== TESTO DELLA PAGINA ==
Ipotizziamo che i soci lavorino nella società, si sono concessi solo una piccola paga, rimandando tutto sui dividendi. 
Sui 34.058 in dichiarazione dei redditi o 34.442 non in dichiarazione? 
Oppure su tutti e due? E con quale aliquota?

----------


## Pippero

nessuna idea?

----------


## paolab

> Scusate,
> ritornando al mio esempio "giocattolo" (quarto post) dove si pagherebbero i contributi?
> Ipotizziamo che i soci lavorino nella società, si sono concessi solo una piccola paga, rimandando tutto sui dividendi.
> Sui 34.058 in dichiarazione dei redditi o 34.442 non in dichiarazione?
> Oppure su tutti e due? E con quale aliquota?

  i soci che prestano la loro opera nella SRL (artigiana o commerciante) in modo continuativo e prevalente pagano i contributi INPS sull'intero utile della società (al netto tasse IRAP E IRES), tenedo conto dei minimali e dei massimali di contributi; indipendentemente dalla distribuzione o no del dividendo/utile
*** 
non ho capito bene quando scrivi: "si sono concessi solo una piccola paga,"... cosa significa? Hanno percepito un compenso come amministratori? bene, allora in questo caso, su quel compenso, pagano i contributi INPS gestione separata (su questo aspetto - soci-inps-commercianti-artigiani che devono pagare anche inps-gestione-separata c'e' dibattito giurisprudenziale... ma l'ultima vuole il pagamento...)

----------


## dott.mamo

Ad esempio una srl che vende beni al dettaglio, ha i soci, se coinvolti nell'attività, tenuti all'iscrizione Inps commercianti.
Il problema delle perdite come lo affrontate?
Le scomputate dagli utili degli anni successivi?

----------


## shailendra

> Ad esempio una srl che vende beni al dettaglio, ha i soci, se coinvolti nell'attività, tenuti all'iscrizione Inps commercianti.
> Il problema delle perdite come lo affrontate?
> Le scomputate dagli utili degli anni successivi?

  Le perdite andranno a diminuire l'utile dell'anno successivo della srl. Quindi i soci pagheranno nell'anno della perdita solo il minimale, l'anno successivo pagheranno in base all'utile finale della società. Non è molto complicato: come per tutte le altre ditte o società, il contributo Inps dei soci di Srl si paga sull'utile prima delle imposte: cioè, lo stesso utile su cui si paga Ires, si paga anche l'Inps.

----------


## Pippero

Grazie Paolab, 
ultima domanda: esistono solo srl artigiane o commercianti? Se no, cambia qualcosa lato inps?  
grazie.

----------


## dott.mamo

Esistono srl "industria" che non hanno iscrizione Inps dei soci (es. settore manufatturiero, elaborazione dati).
===
== DATI ESTRATTI ==
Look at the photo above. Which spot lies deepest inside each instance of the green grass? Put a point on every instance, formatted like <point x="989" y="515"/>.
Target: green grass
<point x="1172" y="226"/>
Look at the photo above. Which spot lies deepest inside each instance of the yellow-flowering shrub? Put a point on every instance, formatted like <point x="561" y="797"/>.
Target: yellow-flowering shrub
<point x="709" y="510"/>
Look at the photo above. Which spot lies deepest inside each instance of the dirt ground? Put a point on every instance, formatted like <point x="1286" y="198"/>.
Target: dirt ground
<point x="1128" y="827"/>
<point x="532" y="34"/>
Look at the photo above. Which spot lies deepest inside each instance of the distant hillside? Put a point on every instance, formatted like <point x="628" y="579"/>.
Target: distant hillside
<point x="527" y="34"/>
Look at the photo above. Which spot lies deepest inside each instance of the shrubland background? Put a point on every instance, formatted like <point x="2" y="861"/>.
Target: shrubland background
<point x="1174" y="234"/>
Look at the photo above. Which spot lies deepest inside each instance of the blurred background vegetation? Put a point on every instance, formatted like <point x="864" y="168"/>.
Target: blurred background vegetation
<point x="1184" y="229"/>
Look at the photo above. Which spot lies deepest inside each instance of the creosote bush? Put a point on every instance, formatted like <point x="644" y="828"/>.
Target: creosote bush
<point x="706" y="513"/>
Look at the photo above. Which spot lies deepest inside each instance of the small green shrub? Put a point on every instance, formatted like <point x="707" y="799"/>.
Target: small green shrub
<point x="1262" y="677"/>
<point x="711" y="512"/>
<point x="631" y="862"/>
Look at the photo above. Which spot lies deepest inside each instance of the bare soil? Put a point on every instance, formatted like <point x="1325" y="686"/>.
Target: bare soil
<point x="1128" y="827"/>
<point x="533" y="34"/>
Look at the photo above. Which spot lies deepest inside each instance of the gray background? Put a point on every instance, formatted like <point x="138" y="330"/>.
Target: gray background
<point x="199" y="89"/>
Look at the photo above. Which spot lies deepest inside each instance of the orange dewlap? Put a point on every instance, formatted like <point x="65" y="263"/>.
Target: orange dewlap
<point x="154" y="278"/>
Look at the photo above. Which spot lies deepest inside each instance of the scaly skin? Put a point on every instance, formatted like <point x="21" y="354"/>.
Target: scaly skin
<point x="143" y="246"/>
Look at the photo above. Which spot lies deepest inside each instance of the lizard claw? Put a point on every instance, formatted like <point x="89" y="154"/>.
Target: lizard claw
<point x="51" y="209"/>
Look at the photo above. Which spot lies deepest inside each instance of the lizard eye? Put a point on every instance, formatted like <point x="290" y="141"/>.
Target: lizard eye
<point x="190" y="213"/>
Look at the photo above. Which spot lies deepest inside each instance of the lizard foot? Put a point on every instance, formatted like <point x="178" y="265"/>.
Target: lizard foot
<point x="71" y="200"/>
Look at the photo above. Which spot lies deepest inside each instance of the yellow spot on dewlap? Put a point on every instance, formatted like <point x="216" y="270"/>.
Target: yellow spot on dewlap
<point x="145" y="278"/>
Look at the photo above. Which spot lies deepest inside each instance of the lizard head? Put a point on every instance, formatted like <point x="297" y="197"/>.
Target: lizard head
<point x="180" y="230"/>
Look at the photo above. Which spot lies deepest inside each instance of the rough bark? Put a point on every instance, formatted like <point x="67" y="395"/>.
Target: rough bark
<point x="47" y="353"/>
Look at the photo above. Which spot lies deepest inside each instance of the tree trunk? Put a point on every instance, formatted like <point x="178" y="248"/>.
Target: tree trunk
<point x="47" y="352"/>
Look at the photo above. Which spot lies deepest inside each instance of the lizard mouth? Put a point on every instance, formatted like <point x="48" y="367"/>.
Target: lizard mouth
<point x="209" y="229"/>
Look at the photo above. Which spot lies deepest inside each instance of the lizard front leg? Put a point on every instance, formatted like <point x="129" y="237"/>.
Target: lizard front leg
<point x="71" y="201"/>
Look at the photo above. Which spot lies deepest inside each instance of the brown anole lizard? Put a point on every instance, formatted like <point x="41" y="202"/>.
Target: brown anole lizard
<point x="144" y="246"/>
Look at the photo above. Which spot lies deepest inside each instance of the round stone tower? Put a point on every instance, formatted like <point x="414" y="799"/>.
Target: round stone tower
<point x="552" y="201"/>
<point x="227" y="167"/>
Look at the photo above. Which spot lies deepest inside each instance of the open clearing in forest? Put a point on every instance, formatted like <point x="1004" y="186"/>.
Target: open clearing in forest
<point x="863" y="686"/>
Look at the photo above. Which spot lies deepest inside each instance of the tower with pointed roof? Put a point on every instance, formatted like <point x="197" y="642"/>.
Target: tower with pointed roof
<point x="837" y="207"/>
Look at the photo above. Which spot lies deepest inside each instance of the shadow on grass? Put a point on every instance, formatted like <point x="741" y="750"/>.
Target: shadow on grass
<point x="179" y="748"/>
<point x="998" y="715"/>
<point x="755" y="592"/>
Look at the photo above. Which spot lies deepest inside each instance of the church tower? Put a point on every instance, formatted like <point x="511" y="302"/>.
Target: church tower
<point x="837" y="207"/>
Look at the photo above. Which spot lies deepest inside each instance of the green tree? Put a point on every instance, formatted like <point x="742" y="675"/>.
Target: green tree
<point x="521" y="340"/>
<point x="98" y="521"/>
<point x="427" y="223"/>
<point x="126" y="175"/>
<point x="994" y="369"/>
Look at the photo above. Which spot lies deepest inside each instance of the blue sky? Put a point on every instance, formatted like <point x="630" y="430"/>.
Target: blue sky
===
* **DESCRIZIONE DEL PROBLEMA**: Traduci in inglese la frase «Le perdite andranno a diminuire l'utile dell'anno successivo della srl.» presa dal testo della pagina. Le righe non sono necessarie per lo svolgimento.

* **RISPOSTA AL PROBLEMA**: Losses will reduce the srl's profit for the following year.